[Exercise brief]: Continue the JDK bug report about CardTableModRefBS committing the same page twice, starting right after its last line.

[[ Document section, beginning ]]

JDK-8059066 : CardTableModRefBS might commit the same page twice
  • Type: Bug
  • Component: hotspot
  • Sub-Component: gc
  • Affected Version: 8u40,9
  • Priority: P3
  • Status: Resolved
  • Resolution: Fixed
  • OS: solaris_11
  • CPU: sparc
  • Submitted: 2014-09-24
  • Updated: 2015-09-27
  • Resolved: 2014-12-08
The Version table provides details related to the release that this issue/RFE will be addressed.

Unresolved : Release in which this issue/RFE will be addressed.
Resolved: Release in which this issue/RFE has been resolved.
Fixed : Release in which this issue/RFE has been fixed. The release containing this fix may be available for download as an Early Access Release or a General Availability Release.

To download the current JDK release, click here.
JDK 9
9 b44Fixed
Related Reports
Relates :  
Relates :  
Description
#section:main
----------messages:(3/315)----------
command: main -Xmx8m -XX:-CMSYield -XX:-CMSPrecleanRefLists1 -XX:CMSInitiatingOccupancyFraction=0 BubbleUpRef 16000 50 10000
reason: User specified action: run main/othervm -Xmx8m -XX:-CMSYield -XX:-CMSPrecleanRefLists1 -XX:CMSInitiatingOccupancyFraction=0 BubbleUpRef 16000 50 10000 
elapsed time (seconds): 3.988
----------System.out:(20/1031)----------
# To suppress the following error report, specify this argument
# after -XX: or in .hotspotrc:  SuppressErrorAt=/virtualMemoryTracker.cpp:87
#
# A fatal error has been detected by the Java Runtime Environment:
#
#  Internal Error (/opt/jprt/T/P1/125225.staffan/s/hotspot/src/share/vm/services/virtualMemoryTracker.cpp:87), pid=2361, tid=2
#  assert(rgn->contain_region(addr, size)) failed: Must cover this region
#
# JRE version:  (9.0) (build )
# Java VM: Java HotSpot(TM) 64-Bit Server VM (1.9.0-internal-fastdebug-201409231252.staffan.jdk9-hs-rt-b00 mixed mode solaris-sparc compressed oops)

[[ Document section, end ]]
[[ Records shown, beginning ]]

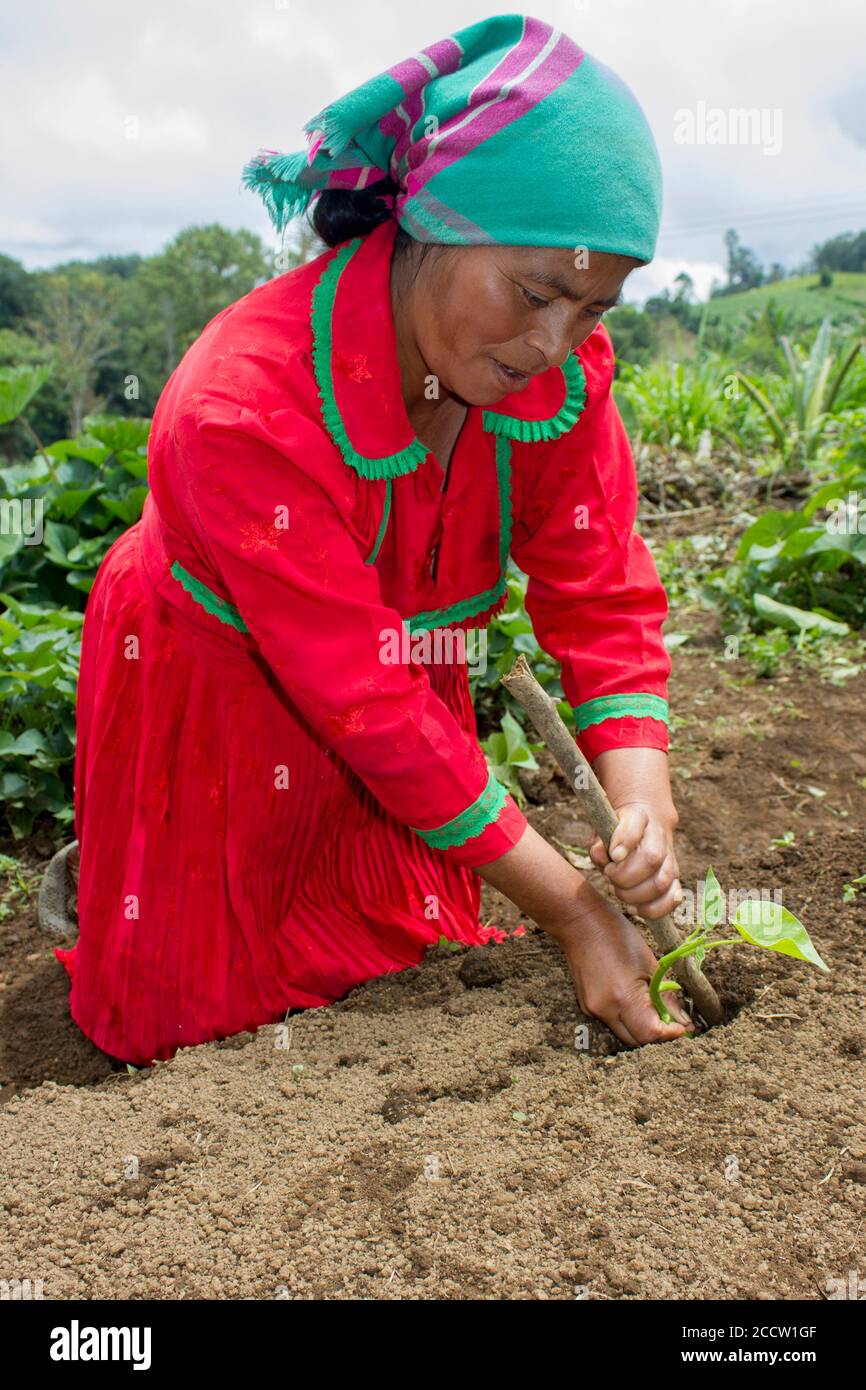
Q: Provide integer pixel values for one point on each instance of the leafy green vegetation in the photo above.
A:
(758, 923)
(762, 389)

[[ Records shown, end ]]
[[ Records shown, beginning ]]

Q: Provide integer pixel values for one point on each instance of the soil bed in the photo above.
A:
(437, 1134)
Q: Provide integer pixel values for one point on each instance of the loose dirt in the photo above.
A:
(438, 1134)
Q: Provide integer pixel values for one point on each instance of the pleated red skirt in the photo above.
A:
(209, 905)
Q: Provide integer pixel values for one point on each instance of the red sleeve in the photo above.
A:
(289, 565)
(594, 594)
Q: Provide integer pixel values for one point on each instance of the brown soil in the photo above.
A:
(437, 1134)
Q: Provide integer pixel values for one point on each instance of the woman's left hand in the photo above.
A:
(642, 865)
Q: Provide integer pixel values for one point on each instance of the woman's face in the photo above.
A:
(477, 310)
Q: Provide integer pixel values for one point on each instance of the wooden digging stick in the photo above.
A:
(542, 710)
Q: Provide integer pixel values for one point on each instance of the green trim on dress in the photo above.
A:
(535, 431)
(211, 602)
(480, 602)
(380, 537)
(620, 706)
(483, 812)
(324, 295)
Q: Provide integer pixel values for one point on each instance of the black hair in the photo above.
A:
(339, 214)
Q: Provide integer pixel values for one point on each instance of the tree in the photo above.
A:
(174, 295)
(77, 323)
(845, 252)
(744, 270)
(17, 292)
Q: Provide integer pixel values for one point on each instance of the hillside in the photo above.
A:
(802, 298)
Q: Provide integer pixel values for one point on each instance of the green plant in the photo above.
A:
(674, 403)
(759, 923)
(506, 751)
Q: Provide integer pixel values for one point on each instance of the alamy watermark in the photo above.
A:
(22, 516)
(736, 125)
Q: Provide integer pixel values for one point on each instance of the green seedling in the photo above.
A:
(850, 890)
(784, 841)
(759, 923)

[[ Records shown, end ]]

[Output of the exercise]:
# Core dump written. Default location: /export/local/aurora/sandbox/results/workDir/closed/gc/4950157/BubbleUpRef/core or core.2361
#
# An error report file with more information is saved as:
# /export/local/aurora/sandbox/results/workDir/closed/gc/4950157/BubbleUpRef/hs_err_pid2361.log
#
# If you would like to submit a bug report, please visit:
#   http://bugreport.sun.com/bugreport/crash.jsp
#
Current thread is 2
Dumping core ...

Comments
I have to check but I think NMT only asserts if the regions overlap but don't have the same bounds. I think we still want to assert for this because it seems like an error.
15-12-2014

Coleen: Since this is a GC bug (the problem is in the card table) the review request was sent to hotspot-gc-dev. Yes, the fix fixed the assertion for this particular case (the card table committing the same page twice). However, the assert about pages being committed twice is still present in the NMT code. Regarding the impact, the failure reported in this case *only* affects tests because the assert is too strict (for every OS we support, committing the same page twice is a no-op). Even though the assert is too strict, I still believe it is valuable because if we are committing the same page twice, then we most likely don't know what we are doing :) Of course, if we add code that utilizes the fact that committing the same page twice is a no-op, then we need to remove this assert.
15-12-2014

ILW HLM = P3 I: High, Asserts L: Low, the user must run with a *very* small Java heap (4 or 8 MB) and at use NMT. NMT will only assert in a fastdebug build, I don't know what NMT would report in a product build. W: Medium, disable NMT or increase the heap to 12MB (8 MB for all non-SPARC CPUs).
12-12-2014

I didn't see the code review. Did the push fix the NMT assertion? I assumed it would fix that. I think the impact is not low and this is not a P5. We need to be able to test the new NMT rewrite with confidence and not have this assert. This assert also happens if some other things go wrong also, so the harm to testing this feature is bad. Also, an assert (crash) should never be low impact in my opinion.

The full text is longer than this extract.